§ AIM OF THE TASK
Put each line of the data below into a JSON list of strings, one string per line, leaving out blank lines and the pictures.

§ ITEMS
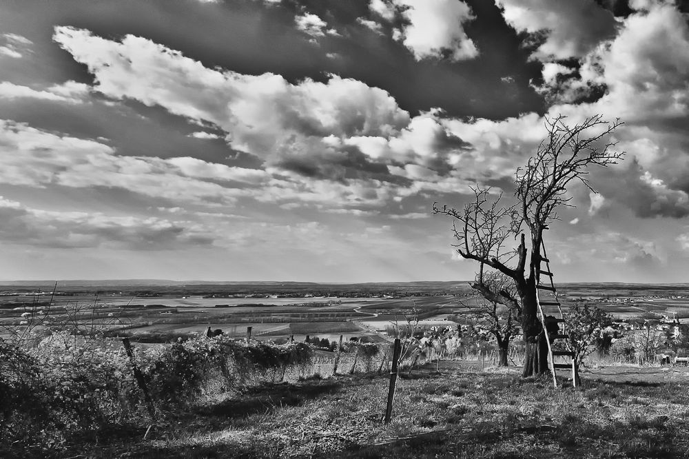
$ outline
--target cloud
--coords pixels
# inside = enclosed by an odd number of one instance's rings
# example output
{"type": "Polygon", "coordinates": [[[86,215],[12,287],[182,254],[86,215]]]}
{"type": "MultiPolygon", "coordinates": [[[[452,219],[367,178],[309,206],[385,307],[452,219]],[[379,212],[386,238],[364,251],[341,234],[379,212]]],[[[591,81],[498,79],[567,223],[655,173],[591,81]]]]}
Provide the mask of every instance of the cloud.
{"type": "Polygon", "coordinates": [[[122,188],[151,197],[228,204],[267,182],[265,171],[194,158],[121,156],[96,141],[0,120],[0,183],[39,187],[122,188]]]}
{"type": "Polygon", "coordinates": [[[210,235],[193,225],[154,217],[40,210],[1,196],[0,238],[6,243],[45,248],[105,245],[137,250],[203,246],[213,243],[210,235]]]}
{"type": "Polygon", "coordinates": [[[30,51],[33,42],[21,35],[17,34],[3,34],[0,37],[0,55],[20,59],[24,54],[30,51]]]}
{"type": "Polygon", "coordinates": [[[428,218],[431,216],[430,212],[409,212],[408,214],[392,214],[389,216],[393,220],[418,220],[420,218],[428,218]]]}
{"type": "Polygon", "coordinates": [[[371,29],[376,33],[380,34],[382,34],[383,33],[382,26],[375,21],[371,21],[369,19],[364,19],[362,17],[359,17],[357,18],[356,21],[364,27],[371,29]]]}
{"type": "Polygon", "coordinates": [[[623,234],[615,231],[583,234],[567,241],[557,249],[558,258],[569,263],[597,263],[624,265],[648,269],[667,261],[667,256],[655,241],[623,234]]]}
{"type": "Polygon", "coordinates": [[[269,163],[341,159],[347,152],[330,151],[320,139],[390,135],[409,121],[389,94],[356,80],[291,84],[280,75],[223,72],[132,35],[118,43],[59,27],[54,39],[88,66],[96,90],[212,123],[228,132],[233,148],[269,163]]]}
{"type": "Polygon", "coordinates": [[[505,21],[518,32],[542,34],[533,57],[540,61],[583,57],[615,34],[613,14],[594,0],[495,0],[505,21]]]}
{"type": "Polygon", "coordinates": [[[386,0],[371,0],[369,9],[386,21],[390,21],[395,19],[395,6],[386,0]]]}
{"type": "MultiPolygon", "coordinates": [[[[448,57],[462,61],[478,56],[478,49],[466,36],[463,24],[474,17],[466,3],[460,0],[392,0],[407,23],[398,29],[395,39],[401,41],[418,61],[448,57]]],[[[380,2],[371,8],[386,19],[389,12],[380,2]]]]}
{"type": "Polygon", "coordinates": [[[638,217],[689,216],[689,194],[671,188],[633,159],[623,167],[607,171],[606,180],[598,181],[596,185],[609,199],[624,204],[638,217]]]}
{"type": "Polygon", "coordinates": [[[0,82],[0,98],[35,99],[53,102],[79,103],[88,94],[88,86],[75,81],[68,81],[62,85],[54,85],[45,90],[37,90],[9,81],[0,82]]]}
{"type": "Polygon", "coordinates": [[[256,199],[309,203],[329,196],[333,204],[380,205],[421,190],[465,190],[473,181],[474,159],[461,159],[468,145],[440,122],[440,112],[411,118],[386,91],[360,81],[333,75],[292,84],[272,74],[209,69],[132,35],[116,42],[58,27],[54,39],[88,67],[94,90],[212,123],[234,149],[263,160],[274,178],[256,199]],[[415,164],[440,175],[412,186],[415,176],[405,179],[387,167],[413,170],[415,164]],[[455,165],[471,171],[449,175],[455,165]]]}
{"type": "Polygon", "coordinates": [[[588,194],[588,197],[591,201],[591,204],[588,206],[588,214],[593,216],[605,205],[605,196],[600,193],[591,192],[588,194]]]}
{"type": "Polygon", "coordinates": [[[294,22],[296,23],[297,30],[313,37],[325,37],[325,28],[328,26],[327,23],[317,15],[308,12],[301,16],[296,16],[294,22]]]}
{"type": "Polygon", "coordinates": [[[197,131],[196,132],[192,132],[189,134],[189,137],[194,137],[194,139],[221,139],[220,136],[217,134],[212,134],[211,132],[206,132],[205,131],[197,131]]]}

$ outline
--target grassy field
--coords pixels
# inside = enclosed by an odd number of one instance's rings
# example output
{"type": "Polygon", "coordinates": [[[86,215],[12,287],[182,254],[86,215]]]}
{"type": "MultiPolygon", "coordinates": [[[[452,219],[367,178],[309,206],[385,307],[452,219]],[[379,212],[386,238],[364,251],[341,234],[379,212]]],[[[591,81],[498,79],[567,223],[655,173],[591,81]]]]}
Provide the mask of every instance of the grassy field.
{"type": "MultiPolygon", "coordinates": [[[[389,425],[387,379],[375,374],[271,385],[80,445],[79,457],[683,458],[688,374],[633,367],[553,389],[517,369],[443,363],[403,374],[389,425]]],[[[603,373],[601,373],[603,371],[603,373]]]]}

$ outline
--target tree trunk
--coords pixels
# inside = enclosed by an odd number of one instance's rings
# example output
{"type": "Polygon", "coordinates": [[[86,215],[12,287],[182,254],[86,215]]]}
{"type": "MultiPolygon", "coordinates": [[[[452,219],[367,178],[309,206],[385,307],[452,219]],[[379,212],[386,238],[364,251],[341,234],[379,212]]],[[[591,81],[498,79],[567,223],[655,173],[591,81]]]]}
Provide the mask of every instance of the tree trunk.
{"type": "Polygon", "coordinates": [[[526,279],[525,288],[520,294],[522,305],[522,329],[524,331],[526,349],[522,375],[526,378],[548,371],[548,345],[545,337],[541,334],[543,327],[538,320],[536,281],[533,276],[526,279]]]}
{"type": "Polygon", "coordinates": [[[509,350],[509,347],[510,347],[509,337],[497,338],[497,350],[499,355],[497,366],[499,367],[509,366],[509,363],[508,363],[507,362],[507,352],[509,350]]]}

§ SOLUTION FOR THIS PROBLEM
[
  "$ outline",
  "--target cloud",
  "--coords pixels",
  "# inside = enclosed by an odd number of one instance's rings",
  "# example output",
  "{\"type\": \"Polygon\", \"coordinates\": [[[86,215],[12,287],[182,254],[86,215]]]}",
  "{\"type\": \"MultiPolygon\", \"coordinates\": [[[[452,219],[367,178],[309,206],[385,307],[452,219]],[[379,212],[386,238],[364,251],[341,234],[379,212]]],[[[591,81],[498,79],[567,223],[655,173],[591,81]]]]}",
  "Provide the mask of every instance of the cloud.",
  "{\"type\": \"Polygon\", \"coordinates\": [[[122,188],[151,197],[228,204],[267,182],[265,171],[194,158],[121,156],[96,141],[0,120],[0,183],[39,187],[122,188]]]}",
  "{\"type\": \"Polygon\", \"coordinates\": [[[210,235],[193,225],[154,217],[40,210],[1,196],[0,238],[6,243],[45,248],[105,245],[137,250],[203,246],[213,243],[210,235]]]}",
  "{\"type\": \"Polygon\", \"coordinates\": [[[30,51],[33,42],[21,35],[17,34],[3,34],[0,37],[0,55],[20,59],[24,54],[30,51]]]}",
  "{\"type\": \"Polygon\", \"coordinates\": [[[428,218],[431,216],[430,212],[409,212],[408,214],[392,214],[389,216],[393,220],[418,220],[420,218],[428,218]]]}",
  "{\"type\": \"Polygon\", \"coordinates\": [[[371,29],[376,33],[380,34],[382,34],[383,33],[382,26],[375,21],[371,21],[369,19],[364,19],[362,17],[359,17],[357,18],[356,21],[364,27],[371,29]]]}",
  "{\"type\": \"Polygon\", \"coordinates\": [[[623,234],[615,231],[583,234],[567,241],[557,249],[558,258],[569,263],[597,263],[624,265],[648,269],[667,261],[667,256],[655,241],[623,234]]]}",
  "{\"type\": \"Polygon\", \"coordinates\": [[[269,163],[341,159],[347,152],[330,151],[320,139],[390,135],[409,121],[389,94],[356,80],[291,84],[280,75],[223,72],[132,35],[118,43],[59,27],[54,39],[88,66],[96,90],[212,123],[228,132],[233,148],[269,163]]]}",
  "{\"type\": \"Polygon\", \"coordinates\": [[[505,21],[518,32],[542,34],[533,57],[540,61],[583,57],[615,34],[613,14],[594,0],[495,0],[505,21]]]}",
  "{\"type\": \"Polygon\", \"coordinates\": [[[386,0],[371,0],[369,9],[386,21],[390,21],[395,19],[395,6],[386,0]]]}",
  "{\"type\": \"MultiPolygon\", \"coordinates\": [[[[448,57],[462,61],[478,56],[478,49],[466,36],[463,24],[474,17],[466,3],[460,0],[392,0],[407,23],[398,29],[395,39],[401,41],[418,61],[448,57]]],[[[380,2],[371,8],[386,19],[389,12],[380,2]]]]}",
  "{\"type\": \"Polygon\", \"coordinates\": [[[638,217],[689,216],[689,194],[671,188],[633,159],[623,167],[607,171],[606,180],[598,181],[596,185],[609,199],[624,204],[638,217]]]}",
  "{\"type\": \"Polygon\", \"coordinates\": [[[0,82],[0,98],[35,99],[53,102],[79,103],[88,94],[88,86],[75,81],[68,81],[62,85],[54,85],[45,90],[37,90],[9,81],[0,82]]]}",
  "{\"type\": \"Polygon\", \"coordinates\": [[[256,199],[309,203],[329,196],[333,204],[380,205],[421,190],[465,190],[473,181],[474,159],[461,159],[468,145],[440,122],[440,112],[411,118],[386,91],[360,81],[333,75],[292,84],[272,74],[209,69],[132,35],[116,42],[58,27],[54,39],[88,67],[94,90],[212,123],[234,149],[263,160],[274,178],[256,199]],[[415,164],[440,175],[412,186],[415,176],[405,179],[387,167],[413,170],[415,164]],[[455,165],[471,171],[449,175],[455,165]]]}",
  "{\"type\": \"Polygon\", \"coordinates\": [[[588,194],[588,197],[591,201],[591,204],[588,206],[588,214],[593,216],[605,205],[605,196],[600,193],[591,192],[588,194]]]}",
  "{\"type\": \"Polygon\", \"coordinates\": [[[294,22],[296,23],[297,30],[313,37],[325,37],[325,28],[328,26],[327,23],[317,15],[308,12],[301,16],[296,16],[294,22]]]}",
  "{\"type\": \"Polygon\", \"coordinates\": [[[197,131],[196,132],[192,132],[189,134],[189,137],[194,137],[194,139],[221,139],[220,136],[217,134],[212,134],[211,132],[206,132],[205,131],[197,131]]]}",
  "$ outline",
  "--target grassy field",
  "--coords pixels",
  "# inside = enclosed by an odd number of one instance's rings",
  "# example output",
  "{\"type\": \"Polygon\", \"coordinates\": [[[86,215],[12,287],[182,254],[86,215]]]}",
  "{\"type\": \"MultiPolygon\", \"coordinates\": [[[[452,219],[367,178],[309,206],[385,307],[452,219]],[[379,212],[386,238],[364,251],[341,234],[379,212]]],[[[591,81],[498,79],[567,223],[655,173],[591,81]]]]}",
  "Provide the mask of every instance of the grassy field.",
  "{\"type\": \"MultiPolygon\", \"coordinates\": [[[[389,425],[387,379],[375,374],[271,385],[80,445],[79,457],[683,458],[688,374],[633,367],[553,389],[517,369],[443,363],[403,374],[389,425]]],[[[603,373],[601,373],[603,371],[603,373]]]]}",
  "$ outline",
  "--target tree trunk",
  "--coords pixels",
  "# inside = enclosed by an odd number of one instance's rings",
  "# example output",
  "{\"type\": \"Polygon\", \"coordinates\": [[[86,215],[12,287],[182,254],[86,215]]]}",
  "{\"type\": \"MultiPolygon\", \"coordinates\": [[[[452,219],[367,178],[309,206],[385,307],[452,219]],[[379,212],[386,238],[364,251],[341,234],[379,212]]],[[[591,81],[498,79],[567,223],[655,173],[591,81]]]]}",
  "Provide the mask of every instance of the tree trunk.",
  "{\"type\": \"Polygon\", \"coordinates\": [[[526,279],[525,288],[520,294],[522,305],[522,329],[524,331],[526,349],[522,375],[526,378],[548,371],[548,345],[545,337],[541,334],[543,327],[538,320],[536,281],[533,276],[526,279]]]}",
  "{\"type\": \"Polygon\", \"coordinates\": [[[509,350],[509,347],[510,347],[509,337],[497,338],[497,350],[499,355],[497,366],[499,367],[509,366],[509,363],[508,363],[507,362],[507,352],[509,350]]]}"
]